**DATA FOR THIS TASK**

..............................

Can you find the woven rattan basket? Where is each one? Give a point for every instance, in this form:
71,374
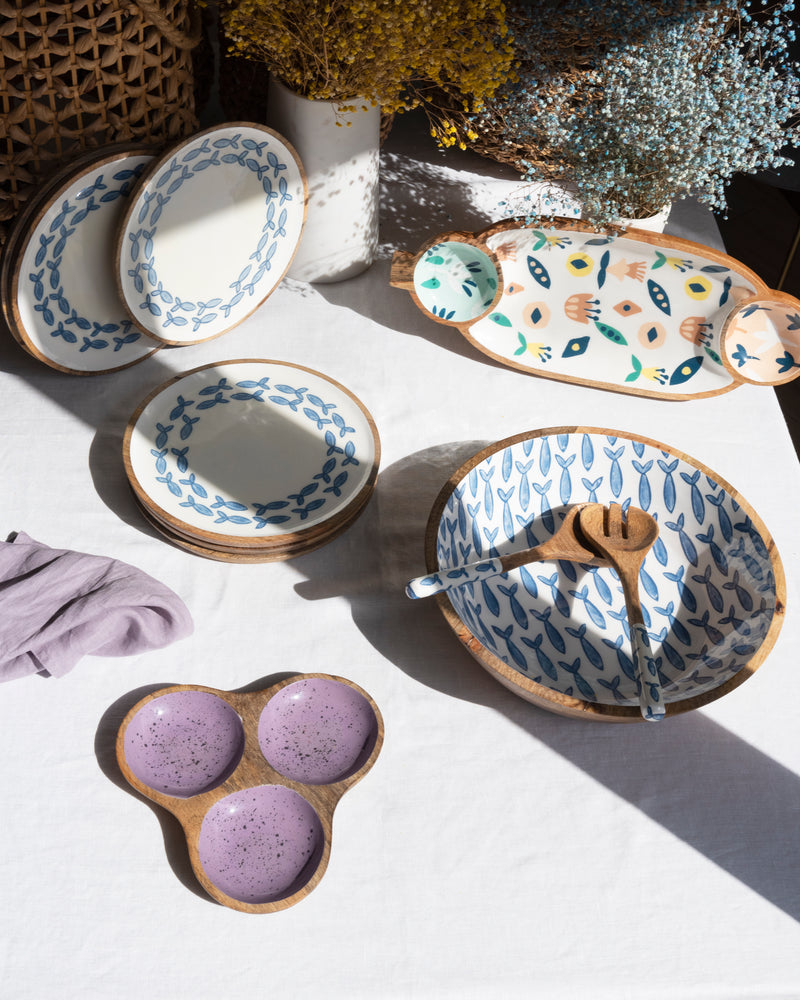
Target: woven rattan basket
75,75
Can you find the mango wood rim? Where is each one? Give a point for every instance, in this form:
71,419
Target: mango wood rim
555,701
269,554
403,264
775,297
290,540
19,238
252,770
147,175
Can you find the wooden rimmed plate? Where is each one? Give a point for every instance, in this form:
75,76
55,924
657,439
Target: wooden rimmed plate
58,275
211,230
252,455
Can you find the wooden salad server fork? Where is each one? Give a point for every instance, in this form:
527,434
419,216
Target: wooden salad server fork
567,543
625,540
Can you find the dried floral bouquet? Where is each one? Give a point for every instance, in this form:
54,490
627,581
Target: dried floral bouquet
398,55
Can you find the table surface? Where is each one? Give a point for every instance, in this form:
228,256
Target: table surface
495,849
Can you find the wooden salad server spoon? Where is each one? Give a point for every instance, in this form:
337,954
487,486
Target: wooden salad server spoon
625,540
567,543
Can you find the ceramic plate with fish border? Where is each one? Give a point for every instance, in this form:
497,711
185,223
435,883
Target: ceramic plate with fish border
713,588
211,230
251,452
62,302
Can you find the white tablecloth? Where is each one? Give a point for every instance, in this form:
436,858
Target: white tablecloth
495,850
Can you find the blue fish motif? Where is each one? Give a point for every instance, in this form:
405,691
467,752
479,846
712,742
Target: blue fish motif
171,485
677,627
565,484
582,685
505,496
615,473
473,512
523,468
194,505
687,544
545,511
587,452
713,633
645,495
545,457
592,486
625,662
590,652
669,483
517,609
558,598
542,659
724,521
592,610
194,486
161,462
714,596
553,635
528,581
492,605
488,492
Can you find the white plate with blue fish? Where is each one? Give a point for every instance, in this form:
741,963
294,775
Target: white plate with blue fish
252,454
63,306
713,589
210,232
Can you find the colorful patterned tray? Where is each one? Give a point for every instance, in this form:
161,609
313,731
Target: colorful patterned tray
641,313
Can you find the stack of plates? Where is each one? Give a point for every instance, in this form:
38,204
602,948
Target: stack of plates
251,460
126,251
57,282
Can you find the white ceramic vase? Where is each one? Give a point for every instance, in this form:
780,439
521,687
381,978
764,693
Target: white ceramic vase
340,153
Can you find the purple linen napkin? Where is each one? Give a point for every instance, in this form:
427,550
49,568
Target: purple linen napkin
57,606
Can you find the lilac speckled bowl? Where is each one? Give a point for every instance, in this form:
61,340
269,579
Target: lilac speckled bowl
184,742
317,730
261,844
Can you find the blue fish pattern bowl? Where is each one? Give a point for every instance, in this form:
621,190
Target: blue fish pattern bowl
556,633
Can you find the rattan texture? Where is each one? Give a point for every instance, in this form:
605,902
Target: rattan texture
78,75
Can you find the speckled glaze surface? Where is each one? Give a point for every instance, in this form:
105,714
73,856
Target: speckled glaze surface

..............................

**WRITTEN EXERCISE**
Make an exact copy of every record, pictures excluded.

**RESULT FOR THIS TASK**
Can you find the woven rattan basket? Where is each one? Give a point for every instance, in this form:
71,374
Target: woven rattan basket
75,75
Can you find the mango wood rim? Where is each one? Give a point for every instance, in this form:
71,419
Target: mango wood rim
555,701
269,554
403,264
775,297
290,540
19,238
252,770
147,175
Can you find the wooden rimmed plate? Where is each one? Give a point for every instance, in this form:
75,76
55,924
657,439
Target: wooden rimmed plate
58,275
211,230
252,455
Can you find the wooden salad server fork? Where is each one? Give a point for every instance, in this form:
527,434
419,216
Target: wooden salad server fork
567,543
625,540
Can you find the dried floral bouquet? Where is each one? Give a point for every instance, in this form:
54,490
627,581
Target: dried floral bouquet
398,55
Can you find the table surface? Where is each one? Give a point for every instance, in this form:
228,256
Target: table surface
495,849
Can you find the wooden salad server spoon? Where is each one? Give a point for every instance, in this form:
337,954
487,486
Target: wooden salad server spoon
625,540
567,543
Can you find the ceramic plate with fish border? Where is each one? Give a point for every instance, in this form:
497,711
185,223
435,883
Target: ceramic plate with fish border
713,588
211,230
251,452
62,302
Can you find the white tablecloth? Where is each one? Give a point for every instance, in this form:
436,858
Target: white tablecloth
495,850
Can you find the blue fish motif? Where is each one? Give a point for every instance, in this form:
405,691
467,752
479,846
712,742
Target: blue fish motif
171,485
677,627
565,484
582,685
505,496
615,473
473,512
523,468
194,505
687,544
545,511
587,452
713,633
645,495
545,457
592,486
625,662
590,652
669,483
517,609
558,598
542,659
724,521
592,610
194,486
161,462
714,596
553,635
528,581
492,605
488,492
Can you find the white plate with blue fish? Where is each one? Give a point for every instance, in this form:
741,963
294,775
Target: white plate with blue fish
252,454
63,306
713,589
210,232
Can you find the colorful patterned tray? Where is each one? Give a point for every instance, in this form:
161,609
313,731
Target: colorful patterned tray
641,313
Can you find the stack of plates? Where is each one? Give a point for every instance, in this form:
38,204
602,948
Target: stack of plates
251,460
126,251
57,282
Can you find the white ceramic vase? Where is each one? Give a point for every instance, in this form:
780,439
521,687
381,978
764,693
Target: white ceramic vase
340,153
Can you find the purple linen napkin? Where is each one? Give a point for every instance, in this form:
427,550
49,568
Target: purple linen napkin
57,606
Can you find the lilac speckled bowl? Where is each one? Give a point for every instance, in this form:
61,340
269,579
Target: lilac speckled bowl
184,742
317,730
261,844
Can you find the blue fish pattern bowl? Where is each one? Give a point for every instance, in this form:
621,190
Target: blue fish pattern bowl
556,633
Can you find the rattan texture? Where is each one? Give a point for every instance, in this form:
605,902
Target: rattan texture
78,75
Can you find the speckled glaze surface? Where is each one? Give a point for every instance, in this form:
105,714
73,856
Target: speckled glaze surface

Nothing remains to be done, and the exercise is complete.